READING TEXT —
▼
Flattening an array reshapes it into a 1D array. Since we need to flatten data quite often, it is a useful function
arr = np.arange(8)
arr = np.reshape(arr, (2, 4))
print(repr(arr)) #=> array([[0, 1, 2, 3], [4, 5, 6, 7]])
flattened = arr.flatten()
print(repr(flattened)) #=> array([0, 1, 2, 3, 4, 5, 6, 7])
print('flattened shape: {}'.format(flattened.shape)) #=> flattened shape: (8,)
C. Transposing
We can transpose the data, using the np.transpose function, to convert it to the proper format that we require.
arr = np.arange(8)
arr = np.reshape(arr, (4, 2)) #=> makes arr a 4x2 matrux
transposed = np.transpose(arr) #=> makes arr 2x4 matrix
It also has a single keyword argument called axes, which represents the new permutation of the dimensions.
The permutation is a tuple/list of integers, with the same length as the number of dimensions in the array.
It tells us where to switch up the dimensions.
For example, if the permutation had 3 at index 1, it means the old third dimension of the data becomes the new second dimension (since index 1 represents the second dimension).
arr = np.arange(24)
arr = np.reshape(arr, (3, 4, 2))
transposed = np.transpose(arr, axes=(1, 2, 0))
print('arr shape: {}'.format(arr.shape))
print('transposed shape: {}'.format(transposed.shape))
In this example, the old first dimension became the new third dimension, the old second dimension became the new first dimension, and the old third dimension became the new second dimension. The default value for axes is a dimension reversal (e.g. for 3-D data the default axes value is [2, 1, 0]).
D. Zeros and Ones
Sometimes, we need to create arrays filled solely with 0 or 1. NumPy provides the functions np.zeros and np.ones.
They both take in the same arguments, which includes just one required argument, the array shape.
The functions also allow for manual casting using the dtype keyword argument.
arr = np.zeros(4) #=> array([0., 0., 0., 0.])
▲
TASK PROMPT —
Answer these questions from the NumPy text:
(a) What shape does the flattened array in the flattening example have?
(b) What default value does axes take for 3-D data?
(c) Which keyword argument lets np.zeros and np.ones cast manually?
The records have no connection to the NumPy text.

Location annotation dataset excerpts:
▼
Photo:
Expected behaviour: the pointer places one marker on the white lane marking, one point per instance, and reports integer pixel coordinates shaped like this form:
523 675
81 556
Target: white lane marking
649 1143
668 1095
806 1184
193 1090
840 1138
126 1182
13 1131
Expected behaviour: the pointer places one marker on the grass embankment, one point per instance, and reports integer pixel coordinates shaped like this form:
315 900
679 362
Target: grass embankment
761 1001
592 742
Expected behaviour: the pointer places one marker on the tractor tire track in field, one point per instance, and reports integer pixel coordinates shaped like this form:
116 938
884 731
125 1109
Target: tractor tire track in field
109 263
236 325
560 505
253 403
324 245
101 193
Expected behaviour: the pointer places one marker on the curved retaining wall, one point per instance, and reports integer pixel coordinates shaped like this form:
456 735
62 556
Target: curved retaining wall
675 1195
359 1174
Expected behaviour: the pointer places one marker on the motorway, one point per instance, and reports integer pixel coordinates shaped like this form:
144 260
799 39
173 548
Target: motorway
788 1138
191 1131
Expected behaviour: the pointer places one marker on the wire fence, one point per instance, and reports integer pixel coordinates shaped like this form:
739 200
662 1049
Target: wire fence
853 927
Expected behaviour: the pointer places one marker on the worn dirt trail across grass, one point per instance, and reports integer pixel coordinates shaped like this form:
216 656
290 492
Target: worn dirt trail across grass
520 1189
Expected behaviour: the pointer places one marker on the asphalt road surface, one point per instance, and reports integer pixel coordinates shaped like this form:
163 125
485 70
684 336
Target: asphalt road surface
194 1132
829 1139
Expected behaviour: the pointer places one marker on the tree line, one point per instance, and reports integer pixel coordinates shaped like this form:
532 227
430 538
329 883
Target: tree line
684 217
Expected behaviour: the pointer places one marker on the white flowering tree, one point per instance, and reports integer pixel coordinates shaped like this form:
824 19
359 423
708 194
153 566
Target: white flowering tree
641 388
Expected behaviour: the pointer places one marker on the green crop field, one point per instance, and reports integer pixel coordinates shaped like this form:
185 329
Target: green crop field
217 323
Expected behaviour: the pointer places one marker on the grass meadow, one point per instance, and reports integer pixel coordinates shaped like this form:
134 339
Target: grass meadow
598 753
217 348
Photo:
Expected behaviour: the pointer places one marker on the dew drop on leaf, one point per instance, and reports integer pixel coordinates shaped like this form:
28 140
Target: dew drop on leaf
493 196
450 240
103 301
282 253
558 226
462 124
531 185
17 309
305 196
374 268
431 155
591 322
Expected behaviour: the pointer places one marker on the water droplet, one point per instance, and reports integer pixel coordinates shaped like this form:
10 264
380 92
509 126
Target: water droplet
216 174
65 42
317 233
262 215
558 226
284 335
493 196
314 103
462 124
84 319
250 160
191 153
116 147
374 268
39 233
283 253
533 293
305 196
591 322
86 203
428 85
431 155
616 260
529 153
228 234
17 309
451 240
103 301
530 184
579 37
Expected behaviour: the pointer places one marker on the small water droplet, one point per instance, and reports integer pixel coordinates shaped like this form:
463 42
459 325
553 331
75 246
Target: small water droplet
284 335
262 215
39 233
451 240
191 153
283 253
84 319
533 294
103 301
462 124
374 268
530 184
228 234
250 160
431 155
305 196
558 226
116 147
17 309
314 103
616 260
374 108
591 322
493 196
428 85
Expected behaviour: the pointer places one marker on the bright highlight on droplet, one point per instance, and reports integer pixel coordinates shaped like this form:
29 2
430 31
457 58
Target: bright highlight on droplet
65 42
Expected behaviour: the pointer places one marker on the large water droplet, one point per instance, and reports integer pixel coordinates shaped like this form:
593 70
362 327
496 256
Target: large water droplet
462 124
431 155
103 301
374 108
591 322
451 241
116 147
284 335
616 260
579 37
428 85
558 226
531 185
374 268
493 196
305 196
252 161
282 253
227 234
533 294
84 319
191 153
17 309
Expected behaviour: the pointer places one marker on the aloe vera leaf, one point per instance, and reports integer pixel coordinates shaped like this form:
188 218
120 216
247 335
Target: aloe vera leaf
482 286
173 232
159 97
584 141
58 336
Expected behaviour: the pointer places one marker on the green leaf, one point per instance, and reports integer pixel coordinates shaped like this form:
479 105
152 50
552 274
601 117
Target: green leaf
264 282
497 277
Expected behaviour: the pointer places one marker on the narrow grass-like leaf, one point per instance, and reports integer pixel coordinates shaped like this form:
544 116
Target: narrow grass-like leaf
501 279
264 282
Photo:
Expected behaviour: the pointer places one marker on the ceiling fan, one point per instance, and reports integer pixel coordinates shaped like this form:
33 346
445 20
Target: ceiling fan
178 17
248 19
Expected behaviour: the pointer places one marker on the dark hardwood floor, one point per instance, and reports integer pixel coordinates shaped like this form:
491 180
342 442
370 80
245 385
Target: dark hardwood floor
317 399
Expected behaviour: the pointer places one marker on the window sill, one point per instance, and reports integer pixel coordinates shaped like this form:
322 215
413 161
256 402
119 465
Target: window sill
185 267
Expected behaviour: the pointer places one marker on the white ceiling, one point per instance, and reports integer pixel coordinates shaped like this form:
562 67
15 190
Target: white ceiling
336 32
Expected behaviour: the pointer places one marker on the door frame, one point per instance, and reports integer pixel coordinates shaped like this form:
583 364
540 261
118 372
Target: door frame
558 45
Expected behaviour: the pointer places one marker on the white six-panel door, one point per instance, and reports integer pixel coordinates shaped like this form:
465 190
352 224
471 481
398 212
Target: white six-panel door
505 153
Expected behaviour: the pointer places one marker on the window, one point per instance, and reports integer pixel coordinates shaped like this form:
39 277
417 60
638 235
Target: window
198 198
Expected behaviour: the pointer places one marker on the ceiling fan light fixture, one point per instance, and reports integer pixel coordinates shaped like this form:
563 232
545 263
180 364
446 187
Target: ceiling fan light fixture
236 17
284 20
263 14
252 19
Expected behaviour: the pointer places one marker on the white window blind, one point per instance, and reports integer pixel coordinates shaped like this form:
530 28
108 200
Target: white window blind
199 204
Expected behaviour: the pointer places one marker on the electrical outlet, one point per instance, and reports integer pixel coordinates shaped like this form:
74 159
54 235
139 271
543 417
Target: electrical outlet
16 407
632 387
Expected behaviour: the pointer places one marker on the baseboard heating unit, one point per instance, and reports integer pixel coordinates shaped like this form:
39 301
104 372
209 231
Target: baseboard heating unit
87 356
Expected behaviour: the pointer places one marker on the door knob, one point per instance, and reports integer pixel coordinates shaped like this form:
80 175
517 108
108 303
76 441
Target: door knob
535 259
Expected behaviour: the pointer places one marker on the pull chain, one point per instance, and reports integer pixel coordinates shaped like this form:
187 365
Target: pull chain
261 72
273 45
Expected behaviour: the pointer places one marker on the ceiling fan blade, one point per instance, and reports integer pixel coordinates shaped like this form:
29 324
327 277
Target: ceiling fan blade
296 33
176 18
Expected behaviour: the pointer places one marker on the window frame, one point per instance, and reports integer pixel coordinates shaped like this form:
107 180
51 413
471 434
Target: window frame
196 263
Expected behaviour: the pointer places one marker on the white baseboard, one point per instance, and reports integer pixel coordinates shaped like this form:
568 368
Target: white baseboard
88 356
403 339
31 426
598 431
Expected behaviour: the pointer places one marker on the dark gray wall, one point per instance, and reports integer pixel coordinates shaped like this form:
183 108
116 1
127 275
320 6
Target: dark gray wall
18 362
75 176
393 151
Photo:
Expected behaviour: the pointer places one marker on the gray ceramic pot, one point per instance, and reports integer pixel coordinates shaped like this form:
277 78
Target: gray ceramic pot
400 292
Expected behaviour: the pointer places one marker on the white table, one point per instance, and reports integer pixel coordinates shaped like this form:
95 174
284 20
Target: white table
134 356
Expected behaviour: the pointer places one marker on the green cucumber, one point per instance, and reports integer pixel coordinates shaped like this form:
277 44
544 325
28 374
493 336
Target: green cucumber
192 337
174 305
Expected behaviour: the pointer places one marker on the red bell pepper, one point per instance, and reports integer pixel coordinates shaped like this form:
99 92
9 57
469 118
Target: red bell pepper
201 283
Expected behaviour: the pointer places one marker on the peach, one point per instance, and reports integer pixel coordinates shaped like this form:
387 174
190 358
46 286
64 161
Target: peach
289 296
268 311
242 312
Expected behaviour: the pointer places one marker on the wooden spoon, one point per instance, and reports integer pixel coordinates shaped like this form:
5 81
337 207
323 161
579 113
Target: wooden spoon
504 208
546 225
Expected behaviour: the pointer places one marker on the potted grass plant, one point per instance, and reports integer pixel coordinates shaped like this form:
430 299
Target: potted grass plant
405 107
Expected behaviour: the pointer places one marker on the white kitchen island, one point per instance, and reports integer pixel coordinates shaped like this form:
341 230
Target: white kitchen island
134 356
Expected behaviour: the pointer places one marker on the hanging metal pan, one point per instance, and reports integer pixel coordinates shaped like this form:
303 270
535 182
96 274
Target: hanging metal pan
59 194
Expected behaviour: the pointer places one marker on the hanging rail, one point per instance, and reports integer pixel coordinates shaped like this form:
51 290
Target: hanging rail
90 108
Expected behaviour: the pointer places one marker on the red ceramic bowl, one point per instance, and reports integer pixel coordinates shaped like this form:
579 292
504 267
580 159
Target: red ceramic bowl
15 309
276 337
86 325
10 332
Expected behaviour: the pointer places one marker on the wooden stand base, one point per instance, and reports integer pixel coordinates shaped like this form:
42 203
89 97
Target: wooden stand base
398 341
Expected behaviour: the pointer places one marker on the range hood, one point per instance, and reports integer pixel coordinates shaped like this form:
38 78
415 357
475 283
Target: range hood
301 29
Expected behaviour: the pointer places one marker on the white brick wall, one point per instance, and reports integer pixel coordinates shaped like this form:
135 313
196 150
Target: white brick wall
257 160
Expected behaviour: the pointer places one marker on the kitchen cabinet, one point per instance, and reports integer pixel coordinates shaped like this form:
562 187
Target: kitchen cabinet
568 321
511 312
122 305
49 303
▲
WRITTEN ANSWER —
(a) (8,)
(b) [2, 1, 0]
(c) dtype